Request: Output the lines between the one holding "Query: Where is the crown" and the one holding "[0,0,640,853]", inclusive, reproducing each one without any change.

[Collected data entries]
========
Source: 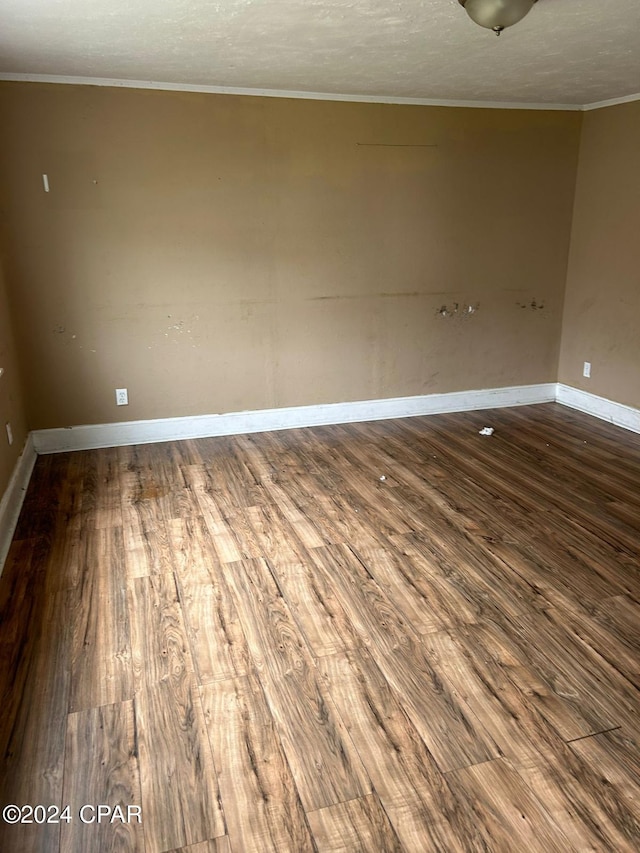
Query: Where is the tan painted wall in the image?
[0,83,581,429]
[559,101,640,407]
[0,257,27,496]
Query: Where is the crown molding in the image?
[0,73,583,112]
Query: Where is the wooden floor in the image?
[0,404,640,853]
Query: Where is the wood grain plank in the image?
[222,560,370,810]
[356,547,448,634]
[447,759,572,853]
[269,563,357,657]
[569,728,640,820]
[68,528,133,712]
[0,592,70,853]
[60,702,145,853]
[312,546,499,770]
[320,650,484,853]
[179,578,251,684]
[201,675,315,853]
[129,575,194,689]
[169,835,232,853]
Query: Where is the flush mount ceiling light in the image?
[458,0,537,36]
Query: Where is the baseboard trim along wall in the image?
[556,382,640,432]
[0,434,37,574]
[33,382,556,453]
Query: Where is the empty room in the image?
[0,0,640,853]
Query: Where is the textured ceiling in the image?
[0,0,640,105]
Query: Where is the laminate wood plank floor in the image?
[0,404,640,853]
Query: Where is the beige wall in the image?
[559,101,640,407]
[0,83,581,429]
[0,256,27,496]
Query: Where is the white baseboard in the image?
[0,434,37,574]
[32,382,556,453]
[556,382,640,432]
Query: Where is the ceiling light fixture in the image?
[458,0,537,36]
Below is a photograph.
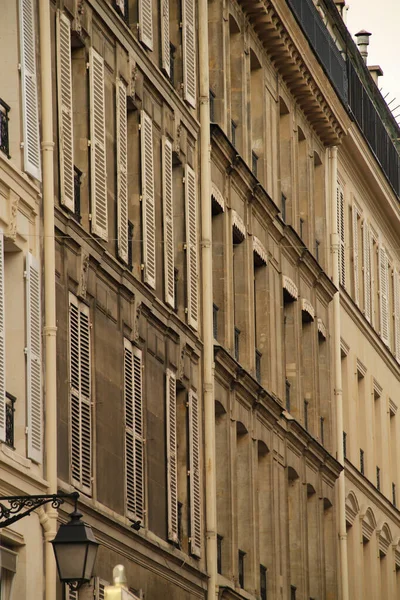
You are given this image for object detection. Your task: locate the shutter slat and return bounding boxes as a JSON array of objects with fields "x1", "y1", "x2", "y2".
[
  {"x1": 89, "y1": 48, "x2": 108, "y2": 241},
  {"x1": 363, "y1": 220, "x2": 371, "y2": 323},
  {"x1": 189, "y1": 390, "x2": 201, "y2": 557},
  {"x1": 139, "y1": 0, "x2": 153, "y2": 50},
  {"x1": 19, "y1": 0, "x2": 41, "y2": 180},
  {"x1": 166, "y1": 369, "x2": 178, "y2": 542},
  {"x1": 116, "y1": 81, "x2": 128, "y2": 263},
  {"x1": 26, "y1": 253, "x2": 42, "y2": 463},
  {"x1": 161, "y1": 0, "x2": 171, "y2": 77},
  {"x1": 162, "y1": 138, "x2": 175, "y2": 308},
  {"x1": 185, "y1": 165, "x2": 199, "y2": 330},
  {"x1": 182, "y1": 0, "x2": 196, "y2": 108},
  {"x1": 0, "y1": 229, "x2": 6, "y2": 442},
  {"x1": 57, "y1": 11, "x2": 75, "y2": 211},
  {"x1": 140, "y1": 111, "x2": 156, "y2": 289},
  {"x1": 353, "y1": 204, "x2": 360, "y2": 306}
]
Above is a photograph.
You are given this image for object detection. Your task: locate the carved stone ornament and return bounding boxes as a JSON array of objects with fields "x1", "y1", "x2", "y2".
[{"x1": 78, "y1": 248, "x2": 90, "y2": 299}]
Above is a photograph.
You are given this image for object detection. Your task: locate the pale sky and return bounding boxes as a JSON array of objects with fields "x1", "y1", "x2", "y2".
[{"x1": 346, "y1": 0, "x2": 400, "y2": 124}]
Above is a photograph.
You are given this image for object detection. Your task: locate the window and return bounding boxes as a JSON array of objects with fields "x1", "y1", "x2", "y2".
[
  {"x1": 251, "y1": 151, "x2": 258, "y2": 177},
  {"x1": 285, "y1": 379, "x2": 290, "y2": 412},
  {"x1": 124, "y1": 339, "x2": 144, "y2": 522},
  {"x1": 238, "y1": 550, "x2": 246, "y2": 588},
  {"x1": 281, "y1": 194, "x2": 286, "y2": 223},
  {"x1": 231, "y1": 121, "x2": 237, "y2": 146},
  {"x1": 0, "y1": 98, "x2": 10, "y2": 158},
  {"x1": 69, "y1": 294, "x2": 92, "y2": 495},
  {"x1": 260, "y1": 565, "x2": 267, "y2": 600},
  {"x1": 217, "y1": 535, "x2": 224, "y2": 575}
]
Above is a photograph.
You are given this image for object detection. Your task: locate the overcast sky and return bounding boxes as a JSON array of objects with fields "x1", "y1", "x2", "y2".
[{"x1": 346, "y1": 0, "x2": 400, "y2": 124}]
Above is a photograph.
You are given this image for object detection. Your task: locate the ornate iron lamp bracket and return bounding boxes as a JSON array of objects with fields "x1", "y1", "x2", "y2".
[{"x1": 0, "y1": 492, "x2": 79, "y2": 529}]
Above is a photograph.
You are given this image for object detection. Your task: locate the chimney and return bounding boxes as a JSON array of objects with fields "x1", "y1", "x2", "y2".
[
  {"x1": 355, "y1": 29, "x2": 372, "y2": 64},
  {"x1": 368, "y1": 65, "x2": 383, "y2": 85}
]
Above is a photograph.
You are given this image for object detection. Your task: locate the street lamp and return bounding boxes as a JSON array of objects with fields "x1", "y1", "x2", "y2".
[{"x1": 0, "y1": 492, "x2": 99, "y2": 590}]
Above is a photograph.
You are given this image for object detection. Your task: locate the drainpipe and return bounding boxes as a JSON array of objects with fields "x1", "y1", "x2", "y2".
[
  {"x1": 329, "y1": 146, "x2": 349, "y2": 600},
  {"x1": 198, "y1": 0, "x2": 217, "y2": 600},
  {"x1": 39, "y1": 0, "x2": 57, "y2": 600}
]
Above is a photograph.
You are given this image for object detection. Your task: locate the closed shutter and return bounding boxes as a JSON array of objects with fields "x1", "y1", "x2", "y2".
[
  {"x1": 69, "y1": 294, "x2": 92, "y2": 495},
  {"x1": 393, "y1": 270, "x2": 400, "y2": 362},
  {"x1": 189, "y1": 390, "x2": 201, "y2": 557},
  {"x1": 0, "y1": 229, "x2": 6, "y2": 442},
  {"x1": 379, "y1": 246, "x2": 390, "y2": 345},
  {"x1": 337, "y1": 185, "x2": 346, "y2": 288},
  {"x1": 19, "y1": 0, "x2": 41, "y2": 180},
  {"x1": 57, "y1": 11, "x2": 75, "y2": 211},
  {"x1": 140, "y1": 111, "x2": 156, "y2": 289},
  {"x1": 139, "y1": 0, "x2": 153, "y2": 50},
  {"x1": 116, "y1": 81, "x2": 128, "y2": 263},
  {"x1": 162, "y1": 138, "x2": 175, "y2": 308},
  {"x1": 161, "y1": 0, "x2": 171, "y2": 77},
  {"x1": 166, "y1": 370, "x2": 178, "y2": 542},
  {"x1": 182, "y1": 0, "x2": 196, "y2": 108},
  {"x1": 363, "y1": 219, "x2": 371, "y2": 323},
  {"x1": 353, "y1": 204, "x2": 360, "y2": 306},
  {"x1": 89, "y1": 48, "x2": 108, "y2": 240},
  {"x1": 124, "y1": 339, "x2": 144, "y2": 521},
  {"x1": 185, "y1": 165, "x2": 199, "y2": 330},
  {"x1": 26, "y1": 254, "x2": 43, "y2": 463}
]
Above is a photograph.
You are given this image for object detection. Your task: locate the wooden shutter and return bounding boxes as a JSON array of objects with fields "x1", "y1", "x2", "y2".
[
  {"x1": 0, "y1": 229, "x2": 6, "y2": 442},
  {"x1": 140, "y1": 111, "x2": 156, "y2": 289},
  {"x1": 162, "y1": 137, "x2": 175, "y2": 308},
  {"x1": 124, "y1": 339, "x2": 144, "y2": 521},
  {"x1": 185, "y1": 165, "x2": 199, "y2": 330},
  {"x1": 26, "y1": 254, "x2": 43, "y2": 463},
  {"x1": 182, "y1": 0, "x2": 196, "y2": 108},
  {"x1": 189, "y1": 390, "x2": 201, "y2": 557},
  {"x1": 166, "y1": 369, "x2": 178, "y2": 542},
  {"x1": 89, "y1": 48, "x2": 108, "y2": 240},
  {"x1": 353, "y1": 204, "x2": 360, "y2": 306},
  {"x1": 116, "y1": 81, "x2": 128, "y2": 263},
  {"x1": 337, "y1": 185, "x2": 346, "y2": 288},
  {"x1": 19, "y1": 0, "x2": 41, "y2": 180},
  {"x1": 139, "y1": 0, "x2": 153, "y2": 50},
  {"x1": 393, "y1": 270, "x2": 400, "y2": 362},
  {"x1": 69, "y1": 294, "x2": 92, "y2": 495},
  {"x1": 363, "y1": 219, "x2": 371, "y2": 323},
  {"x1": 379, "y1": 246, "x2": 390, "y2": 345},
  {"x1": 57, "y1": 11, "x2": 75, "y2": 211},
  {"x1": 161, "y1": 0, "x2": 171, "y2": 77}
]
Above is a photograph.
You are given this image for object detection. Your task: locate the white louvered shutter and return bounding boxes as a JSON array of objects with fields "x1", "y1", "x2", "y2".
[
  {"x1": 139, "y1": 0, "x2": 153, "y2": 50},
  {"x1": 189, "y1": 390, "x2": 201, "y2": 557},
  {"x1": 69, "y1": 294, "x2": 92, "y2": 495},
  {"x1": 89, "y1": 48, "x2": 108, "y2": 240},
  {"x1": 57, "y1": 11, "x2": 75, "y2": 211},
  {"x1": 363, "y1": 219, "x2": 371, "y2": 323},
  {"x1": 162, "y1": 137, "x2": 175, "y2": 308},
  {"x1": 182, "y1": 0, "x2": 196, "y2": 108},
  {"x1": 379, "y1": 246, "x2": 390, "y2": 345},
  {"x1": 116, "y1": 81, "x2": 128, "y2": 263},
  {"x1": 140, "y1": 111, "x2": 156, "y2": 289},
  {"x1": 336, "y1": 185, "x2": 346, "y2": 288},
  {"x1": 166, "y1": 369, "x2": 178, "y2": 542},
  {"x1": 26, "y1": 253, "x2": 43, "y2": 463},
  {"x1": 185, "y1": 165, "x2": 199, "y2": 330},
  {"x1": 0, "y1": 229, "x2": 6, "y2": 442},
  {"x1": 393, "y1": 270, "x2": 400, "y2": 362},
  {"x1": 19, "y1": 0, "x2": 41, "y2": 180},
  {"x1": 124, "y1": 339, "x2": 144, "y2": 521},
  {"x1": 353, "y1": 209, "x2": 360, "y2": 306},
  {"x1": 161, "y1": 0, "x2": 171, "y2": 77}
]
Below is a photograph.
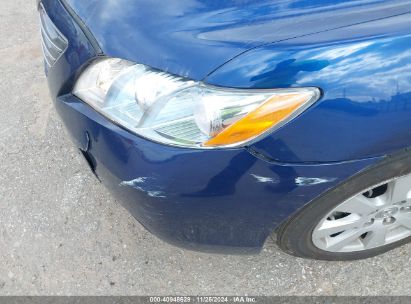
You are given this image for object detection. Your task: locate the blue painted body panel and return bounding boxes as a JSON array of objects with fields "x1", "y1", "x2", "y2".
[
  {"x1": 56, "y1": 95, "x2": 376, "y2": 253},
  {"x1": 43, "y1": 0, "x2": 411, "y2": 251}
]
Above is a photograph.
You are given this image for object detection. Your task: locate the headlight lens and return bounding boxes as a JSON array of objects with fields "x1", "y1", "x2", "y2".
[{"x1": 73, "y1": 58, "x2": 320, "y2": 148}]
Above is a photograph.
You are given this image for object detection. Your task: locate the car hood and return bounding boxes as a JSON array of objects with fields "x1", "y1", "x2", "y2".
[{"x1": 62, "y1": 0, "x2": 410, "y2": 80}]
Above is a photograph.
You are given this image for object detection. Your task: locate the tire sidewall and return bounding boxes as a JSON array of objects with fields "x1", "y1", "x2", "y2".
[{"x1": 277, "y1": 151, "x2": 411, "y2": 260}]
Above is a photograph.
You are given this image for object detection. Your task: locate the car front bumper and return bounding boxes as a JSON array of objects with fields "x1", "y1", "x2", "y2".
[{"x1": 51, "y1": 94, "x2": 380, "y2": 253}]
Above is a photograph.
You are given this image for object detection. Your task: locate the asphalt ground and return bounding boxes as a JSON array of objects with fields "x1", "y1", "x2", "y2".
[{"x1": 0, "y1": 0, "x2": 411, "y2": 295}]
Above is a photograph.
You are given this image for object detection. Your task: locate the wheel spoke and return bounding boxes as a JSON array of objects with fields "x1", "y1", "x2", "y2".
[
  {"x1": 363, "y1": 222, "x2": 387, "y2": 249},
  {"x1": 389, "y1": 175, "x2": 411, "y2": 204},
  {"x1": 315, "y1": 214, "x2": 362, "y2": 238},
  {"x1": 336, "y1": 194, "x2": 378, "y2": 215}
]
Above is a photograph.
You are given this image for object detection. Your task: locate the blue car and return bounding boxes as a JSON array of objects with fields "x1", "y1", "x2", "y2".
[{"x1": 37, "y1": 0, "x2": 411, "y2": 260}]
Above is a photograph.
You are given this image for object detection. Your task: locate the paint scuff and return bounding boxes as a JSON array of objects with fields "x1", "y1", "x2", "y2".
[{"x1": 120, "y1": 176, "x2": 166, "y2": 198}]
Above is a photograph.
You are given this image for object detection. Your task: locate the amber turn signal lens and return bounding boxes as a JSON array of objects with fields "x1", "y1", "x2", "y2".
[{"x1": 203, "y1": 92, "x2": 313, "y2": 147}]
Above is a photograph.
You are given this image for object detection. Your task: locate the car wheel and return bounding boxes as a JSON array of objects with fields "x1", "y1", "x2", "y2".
========
Correct answer:
Query: Where is the crown molding in the image?
[0,73,583,112]
Query: Where is the wooden floor in the image?
[0,404,640,853]
Query: Where is the wood grain plank in the image?
[222,560,370,810]
[356,547,448,634]
[447,759,572,853]
[269,563,357,657]
[569,728,640,820]
[68,528,133,712]
[0,592,70,853]
[60,702,145,853]
[312,546,499,770]
[320,650,484,853]
[179,578,251,684]
[201,675,315,853]
[129,575,194,689]
[169,835,232,853]
Query: Where is the flush mount ceiling light in the image?
[458,0,537,36]
Query: Where is the baseboard trim along wall in the image?
[556,382,640,432]
[0,434,37,574]
[33,382,556,453]
Query: Where is the empty room in the image?
[0,0,640,853]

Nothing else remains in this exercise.